Format the data from the line containing "[locate] the man in vest" through the end as a numbered list, leaving out any blank lines.

═══ STORED DATA ═══

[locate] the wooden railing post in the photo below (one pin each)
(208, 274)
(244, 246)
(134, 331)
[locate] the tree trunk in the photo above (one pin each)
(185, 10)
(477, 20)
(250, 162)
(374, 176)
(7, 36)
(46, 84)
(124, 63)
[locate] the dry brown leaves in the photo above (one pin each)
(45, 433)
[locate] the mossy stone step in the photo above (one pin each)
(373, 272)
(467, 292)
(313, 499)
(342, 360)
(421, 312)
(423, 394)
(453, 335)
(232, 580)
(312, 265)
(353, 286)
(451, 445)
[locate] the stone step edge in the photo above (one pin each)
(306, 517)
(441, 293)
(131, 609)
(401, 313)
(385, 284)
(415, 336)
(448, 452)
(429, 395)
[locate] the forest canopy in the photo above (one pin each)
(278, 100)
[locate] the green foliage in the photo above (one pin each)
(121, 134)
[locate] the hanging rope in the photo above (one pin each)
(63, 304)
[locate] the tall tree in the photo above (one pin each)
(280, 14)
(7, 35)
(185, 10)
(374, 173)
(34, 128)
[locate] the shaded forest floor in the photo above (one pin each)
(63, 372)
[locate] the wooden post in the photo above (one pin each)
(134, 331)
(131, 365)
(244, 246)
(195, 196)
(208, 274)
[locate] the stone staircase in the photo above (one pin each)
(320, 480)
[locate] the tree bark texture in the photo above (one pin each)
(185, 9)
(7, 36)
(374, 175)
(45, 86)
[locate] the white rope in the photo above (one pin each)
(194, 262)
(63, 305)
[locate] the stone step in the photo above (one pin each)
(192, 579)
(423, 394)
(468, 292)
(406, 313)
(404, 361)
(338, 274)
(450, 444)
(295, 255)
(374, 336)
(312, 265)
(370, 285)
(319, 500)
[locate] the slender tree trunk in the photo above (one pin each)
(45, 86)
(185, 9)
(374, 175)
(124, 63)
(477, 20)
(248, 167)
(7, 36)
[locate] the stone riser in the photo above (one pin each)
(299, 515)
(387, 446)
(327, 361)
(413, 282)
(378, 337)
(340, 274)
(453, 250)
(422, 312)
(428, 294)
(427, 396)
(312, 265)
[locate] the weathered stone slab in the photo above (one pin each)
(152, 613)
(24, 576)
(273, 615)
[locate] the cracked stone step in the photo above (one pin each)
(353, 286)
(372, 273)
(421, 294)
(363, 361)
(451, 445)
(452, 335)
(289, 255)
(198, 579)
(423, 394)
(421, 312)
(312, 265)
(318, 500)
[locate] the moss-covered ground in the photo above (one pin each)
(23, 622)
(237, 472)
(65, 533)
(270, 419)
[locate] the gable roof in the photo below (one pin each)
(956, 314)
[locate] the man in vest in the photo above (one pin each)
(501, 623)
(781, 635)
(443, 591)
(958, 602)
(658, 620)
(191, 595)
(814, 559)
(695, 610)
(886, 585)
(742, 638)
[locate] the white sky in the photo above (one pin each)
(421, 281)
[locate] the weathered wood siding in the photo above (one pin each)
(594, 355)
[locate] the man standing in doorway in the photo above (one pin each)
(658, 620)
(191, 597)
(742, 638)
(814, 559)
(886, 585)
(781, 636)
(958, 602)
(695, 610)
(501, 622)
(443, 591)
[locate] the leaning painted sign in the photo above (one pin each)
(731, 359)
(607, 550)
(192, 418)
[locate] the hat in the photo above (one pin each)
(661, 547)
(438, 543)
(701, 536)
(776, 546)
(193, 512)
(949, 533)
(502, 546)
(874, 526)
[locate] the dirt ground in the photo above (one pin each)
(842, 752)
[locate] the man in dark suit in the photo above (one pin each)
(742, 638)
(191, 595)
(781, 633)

═══

» **REPLY**:
1. [locate] the man in vest in the photo above (one pin each)
2. (501, 623)
3. (781, 635)
4. (443, 591)
5. (958, 602)
6. (658, 620)
7. (191, 595)
8. (814, 559)
9. (695, 610)
10. (886, 585)
11. (742, 638)
12. [locate] the white sky in the photo above (one pin each)
13. (421, 281)
14. [locate] the weathered wood siding in the photo above (one pin each)
15. (594, 355)
16. [locate] the man standing in doorway in the photo above (one pin each)
17. (658, 620)
18. (191, 597)
19. (742, 638)
20. (814, 559)
21. (886, 585)
22. (781, 636)
23. (958, 602)
24. (695, 610)
25. (501, 622)
26. (443, 591)
27. [locate] the leaning painted sign in the photo above (one pin each)
28. (731, 359)
29. (607, 550)
30. (192, 418)
31. [locate] the hat in the photo above (one pin each)
32. (661, 547)
33. (438, 543)
34. (701, 536)
35. (776, 546)
36. (193, 512)
37. (949, 533)
38. (502, 546)
39. (874, 526)
40. [locate] the dirt ground in the photo above (one pin each)
41. (842, 752)
42. [locate] the man in dark suit in the photo above (one pin each)
43. (742, 638)
44. (191, 595)
45. (781, 633)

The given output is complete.